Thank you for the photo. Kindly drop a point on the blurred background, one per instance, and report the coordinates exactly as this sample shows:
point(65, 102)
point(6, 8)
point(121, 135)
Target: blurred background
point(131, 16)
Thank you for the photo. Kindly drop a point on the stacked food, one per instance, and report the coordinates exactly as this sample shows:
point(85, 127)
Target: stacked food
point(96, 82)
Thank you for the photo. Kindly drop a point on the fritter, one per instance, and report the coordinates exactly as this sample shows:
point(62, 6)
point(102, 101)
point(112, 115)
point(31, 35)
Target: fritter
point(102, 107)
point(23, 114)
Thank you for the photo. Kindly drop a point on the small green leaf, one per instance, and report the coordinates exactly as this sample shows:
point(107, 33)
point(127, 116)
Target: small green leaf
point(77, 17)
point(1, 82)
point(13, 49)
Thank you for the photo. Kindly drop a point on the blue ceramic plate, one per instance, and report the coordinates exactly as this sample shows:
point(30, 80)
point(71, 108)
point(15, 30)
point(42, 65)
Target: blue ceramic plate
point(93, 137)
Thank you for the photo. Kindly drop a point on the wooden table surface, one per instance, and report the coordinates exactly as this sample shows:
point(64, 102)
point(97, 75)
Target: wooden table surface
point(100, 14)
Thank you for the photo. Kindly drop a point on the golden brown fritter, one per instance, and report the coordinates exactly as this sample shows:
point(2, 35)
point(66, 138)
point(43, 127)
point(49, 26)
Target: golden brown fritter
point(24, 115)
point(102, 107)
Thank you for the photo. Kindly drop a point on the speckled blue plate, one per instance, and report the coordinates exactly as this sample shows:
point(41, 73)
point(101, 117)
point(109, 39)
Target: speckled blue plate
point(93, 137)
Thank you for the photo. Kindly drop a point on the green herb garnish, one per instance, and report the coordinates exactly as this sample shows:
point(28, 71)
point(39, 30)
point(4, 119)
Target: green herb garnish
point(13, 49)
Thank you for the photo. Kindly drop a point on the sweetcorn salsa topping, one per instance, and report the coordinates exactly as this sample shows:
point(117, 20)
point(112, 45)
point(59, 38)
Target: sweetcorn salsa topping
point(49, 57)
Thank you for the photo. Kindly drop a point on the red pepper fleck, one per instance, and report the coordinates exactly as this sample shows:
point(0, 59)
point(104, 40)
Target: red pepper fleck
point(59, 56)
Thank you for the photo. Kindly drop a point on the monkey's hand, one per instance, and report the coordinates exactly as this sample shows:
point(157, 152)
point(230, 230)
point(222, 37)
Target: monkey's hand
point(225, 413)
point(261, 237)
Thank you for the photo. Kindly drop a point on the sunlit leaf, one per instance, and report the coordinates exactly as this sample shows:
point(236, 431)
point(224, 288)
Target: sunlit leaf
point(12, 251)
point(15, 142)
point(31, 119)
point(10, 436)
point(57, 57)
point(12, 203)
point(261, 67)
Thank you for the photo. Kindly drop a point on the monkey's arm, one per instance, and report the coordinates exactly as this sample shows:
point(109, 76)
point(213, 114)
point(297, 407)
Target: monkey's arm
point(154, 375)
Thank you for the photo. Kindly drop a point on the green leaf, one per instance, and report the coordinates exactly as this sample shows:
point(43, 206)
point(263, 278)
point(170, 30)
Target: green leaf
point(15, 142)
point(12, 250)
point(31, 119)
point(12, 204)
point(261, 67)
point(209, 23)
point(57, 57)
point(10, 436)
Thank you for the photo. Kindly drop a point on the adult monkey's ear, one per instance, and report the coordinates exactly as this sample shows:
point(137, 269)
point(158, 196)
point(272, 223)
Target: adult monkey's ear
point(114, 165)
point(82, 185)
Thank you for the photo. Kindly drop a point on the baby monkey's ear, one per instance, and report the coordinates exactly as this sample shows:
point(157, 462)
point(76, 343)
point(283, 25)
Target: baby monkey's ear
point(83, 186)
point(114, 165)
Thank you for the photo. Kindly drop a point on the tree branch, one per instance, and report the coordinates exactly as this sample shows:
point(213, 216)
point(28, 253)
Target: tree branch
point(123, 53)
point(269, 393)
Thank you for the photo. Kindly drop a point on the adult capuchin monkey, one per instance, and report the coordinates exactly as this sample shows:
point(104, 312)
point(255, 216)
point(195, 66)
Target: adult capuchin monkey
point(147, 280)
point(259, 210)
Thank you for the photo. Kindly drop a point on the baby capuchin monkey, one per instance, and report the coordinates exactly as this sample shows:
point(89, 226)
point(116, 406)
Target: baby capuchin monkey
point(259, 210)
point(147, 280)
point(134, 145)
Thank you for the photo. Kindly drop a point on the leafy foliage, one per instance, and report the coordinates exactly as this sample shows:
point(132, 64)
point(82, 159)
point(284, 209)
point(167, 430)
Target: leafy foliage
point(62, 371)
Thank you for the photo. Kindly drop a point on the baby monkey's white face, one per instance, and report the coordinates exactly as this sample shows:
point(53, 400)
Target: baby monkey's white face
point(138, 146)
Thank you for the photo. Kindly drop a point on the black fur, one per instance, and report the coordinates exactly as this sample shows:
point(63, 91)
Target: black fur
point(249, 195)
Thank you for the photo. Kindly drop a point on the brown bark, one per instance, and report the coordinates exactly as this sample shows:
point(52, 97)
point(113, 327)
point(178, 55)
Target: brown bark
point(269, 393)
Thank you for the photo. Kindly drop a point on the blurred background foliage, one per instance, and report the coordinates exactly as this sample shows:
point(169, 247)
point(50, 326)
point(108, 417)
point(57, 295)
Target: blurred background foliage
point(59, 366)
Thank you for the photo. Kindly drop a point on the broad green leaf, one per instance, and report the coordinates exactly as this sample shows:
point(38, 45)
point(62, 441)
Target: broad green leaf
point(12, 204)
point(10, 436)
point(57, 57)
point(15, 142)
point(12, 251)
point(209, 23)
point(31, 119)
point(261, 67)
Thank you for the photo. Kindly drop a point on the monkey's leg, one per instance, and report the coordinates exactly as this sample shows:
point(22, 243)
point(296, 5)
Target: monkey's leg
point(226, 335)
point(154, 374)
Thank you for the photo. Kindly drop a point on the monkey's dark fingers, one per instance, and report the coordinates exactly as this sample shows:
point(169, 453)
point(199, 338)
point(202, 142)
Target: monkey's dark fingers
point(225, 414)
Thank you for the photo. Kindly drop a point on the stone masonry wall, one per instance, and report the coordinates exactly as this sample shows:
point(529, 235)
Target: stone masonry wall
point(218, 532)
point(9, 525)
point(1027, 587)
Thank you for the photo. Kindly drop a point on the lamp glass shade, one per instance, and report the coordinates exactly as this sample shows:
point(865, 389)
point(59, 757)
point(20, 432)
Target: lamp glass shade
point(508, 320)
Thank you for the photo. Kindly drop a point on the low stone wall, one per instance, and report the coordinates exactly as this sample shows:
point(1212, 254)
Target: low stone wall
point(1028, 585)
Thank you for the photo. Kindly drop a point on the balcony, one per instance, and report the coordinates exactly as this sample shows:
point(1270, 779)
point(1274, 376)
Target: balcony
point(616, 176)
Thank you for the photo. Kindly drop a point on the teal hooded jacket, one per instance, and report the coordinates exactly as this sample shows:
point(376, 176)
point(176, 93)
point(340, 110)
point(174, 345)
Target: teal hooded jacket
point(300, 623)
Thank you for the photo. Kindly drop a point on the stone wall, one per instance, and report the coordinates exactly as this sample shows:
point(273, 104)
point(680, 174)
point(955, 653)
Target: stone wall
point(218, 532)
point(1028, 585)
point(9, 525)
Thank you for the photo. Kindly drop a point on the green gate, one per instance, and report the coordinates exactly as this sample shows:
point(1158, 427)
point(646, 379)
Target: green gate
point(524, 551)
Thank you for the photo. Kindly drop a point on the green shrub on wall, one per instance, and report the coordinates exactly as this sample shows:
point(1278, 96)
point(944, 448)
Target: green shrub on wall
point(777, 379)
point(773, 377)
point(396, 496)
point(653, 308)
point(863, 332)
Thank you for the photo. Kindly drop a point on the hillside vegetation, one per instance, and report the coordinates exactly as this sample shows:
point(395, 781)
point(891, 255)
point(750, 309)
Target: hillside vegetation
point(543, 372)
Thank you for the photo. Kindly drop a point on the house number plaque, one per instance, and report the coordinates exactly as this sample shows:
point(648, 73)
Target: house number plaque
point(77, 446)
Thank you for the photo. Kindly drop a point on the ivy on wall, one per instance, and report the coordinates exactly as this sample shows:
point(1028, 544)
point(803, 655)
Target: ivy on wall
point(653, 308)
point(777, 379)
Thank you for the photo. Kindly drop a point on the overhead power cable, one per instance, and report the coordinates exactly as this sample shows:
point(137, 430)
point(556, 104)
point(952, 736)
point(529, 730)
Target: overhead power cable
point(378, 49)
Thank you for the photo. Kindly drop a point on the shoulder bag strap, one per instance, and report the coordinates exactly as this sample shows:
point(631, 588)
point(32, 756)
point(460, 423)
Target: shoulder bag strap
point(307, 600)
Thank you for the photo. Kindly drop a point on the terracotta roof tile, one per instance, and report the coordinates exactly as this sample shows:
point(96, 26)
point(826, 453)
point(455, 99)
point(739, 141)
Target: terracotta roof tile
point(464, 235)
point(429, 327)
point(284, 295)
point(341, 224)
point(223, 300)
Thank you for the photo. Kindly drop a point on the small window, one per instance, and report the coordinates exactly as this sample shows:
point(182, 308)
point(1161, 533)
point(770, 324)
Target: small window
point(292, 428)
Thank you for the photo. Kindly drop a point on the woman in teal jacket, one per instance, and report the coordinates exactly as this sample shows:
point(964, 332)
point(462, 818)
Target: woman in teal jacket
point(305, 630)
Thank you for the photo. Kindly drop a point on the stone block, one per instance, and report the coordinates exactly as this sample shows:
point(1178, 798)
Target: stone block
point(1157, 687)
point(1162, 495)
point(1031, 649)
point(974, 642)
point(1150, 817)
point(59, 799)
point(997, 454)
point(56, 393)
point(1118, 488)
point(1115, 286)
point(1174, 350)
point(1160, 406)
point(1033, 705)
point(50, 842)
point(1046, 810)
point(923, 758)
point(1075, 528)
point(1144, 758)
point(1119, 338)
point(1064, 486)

◇ ◇ ◇ ◇ ◇ ◇ ◇

» **What you will do**
Copy out, line for line and unchanged, the part of the material that opens with the line containing "the green shrub" and closes with the line containing "point(378, 49)", both of those lines included.

» **Answer below**
Thank you for the photo. Kindly drop a point on the green shrub on wall, one per instance, and report the coordinates exactly as this sample shows:
point(1278, 96)
point(944, 448)
Target: green shrub on wall
point(777, 379)
point(773, 377)
point(396, 496)
point(653, 308)
point(863, 332)
Thank you for the photo. Kindly drop a point on the hillside vegetation, one per instance, and report the coordinates exactly as this sample shows:
point(395, 781)
point(891, 255)
point(750, 309)
Target: hillside vegetation
point(543, 372)
Thank you for the photo. Kindly drop a point on the house number plaque, one per instance, and report the coordinates exactly as this sample shows:
point(648, 73)
Target: house number plaque
point(77, 446)
Thank you for the photo. Kindly drop a point on the ivy on wall, one per instance, and report the coordinates exactly as this sample shows:
point(1028, 544)
point(803, 655)
Target: ivy on wall
point(653, 308)
point(777, 379)
Thank you for the photo. Kindly drop a point on the overhead power cable, one per instance, and report the coordinates exactly as this sample shows:
point(137, 430)
point(556, 104)
point(952, 736)
point(529, 730)
Target: overhead power cable
point(378, 49)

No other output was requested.